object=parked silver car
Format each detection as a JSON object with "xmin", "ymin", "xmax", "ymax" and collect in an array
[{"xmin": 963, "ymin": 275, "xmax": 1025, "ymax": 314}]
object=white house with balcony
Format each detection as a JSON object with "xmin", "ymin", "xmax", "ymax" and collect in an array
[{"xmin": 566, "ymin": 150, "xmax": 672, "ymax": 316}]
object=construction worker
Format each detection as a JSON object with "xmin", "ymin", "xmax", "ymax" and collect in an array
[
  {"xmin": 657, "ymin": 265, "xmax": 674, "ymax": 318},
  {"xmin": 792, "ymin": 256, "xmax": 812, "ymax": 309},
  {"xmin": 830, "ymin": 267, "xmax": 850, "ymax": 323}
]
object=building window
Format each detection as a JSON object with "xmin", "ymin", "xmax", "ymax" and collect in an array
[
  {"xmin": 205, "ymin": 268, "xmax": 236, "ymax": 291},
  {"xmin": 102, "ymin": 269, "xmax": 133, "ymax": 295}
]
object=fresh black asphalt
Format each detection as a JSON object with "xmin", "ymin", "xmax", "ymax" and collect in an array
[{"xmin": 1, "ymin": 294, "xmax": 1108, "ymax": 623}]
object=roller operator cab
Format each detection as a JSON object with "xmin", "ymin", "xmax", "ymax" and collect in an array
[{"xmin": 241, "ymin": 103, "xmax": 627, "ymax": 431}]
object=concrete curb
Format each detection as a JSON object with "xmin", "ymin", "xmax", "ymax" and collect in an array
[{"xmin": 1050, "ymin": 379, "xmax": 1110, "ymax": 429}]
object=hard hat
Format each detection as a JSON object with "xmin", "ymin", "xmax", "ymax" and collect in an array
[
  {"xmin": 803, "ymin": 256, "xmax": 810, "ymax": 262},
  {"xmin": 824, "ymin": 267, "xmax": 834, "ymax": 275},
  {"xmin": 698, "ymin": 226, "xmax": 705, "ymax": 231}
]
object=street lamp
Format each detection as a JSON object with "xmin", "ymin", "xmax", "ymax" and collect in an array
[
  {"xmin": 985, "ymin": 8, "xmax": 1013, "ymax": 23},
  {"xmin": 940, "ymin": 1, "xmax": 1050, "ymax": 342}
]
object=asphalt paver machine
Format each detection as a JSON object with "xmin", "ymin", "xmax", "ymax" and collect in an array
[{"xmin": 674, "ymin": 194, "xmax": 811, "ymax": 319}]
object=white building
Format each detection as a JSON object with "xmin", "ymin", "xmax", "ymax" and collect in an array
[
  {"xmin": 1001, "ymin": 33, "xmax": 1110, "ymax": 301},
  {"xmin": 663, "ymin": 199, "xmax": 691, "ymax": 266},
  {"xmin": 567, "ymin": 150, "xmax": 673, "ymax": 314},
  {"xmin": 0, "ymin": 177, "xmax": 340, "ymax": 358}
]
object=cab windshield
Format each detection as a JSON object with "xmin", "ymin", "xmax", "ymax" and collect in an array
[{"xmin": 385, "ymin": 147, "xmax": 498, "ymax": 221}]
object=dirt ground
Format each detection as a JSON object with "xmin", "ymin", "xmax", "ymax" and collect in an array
━━━━━━━━━━━━━━━━━━━━
- **How to complete this task**
All lines of the entries above where "asphalt" turns up should be reported.

- **Solution**
object=fresh black asphalt
object=asphalt paver machine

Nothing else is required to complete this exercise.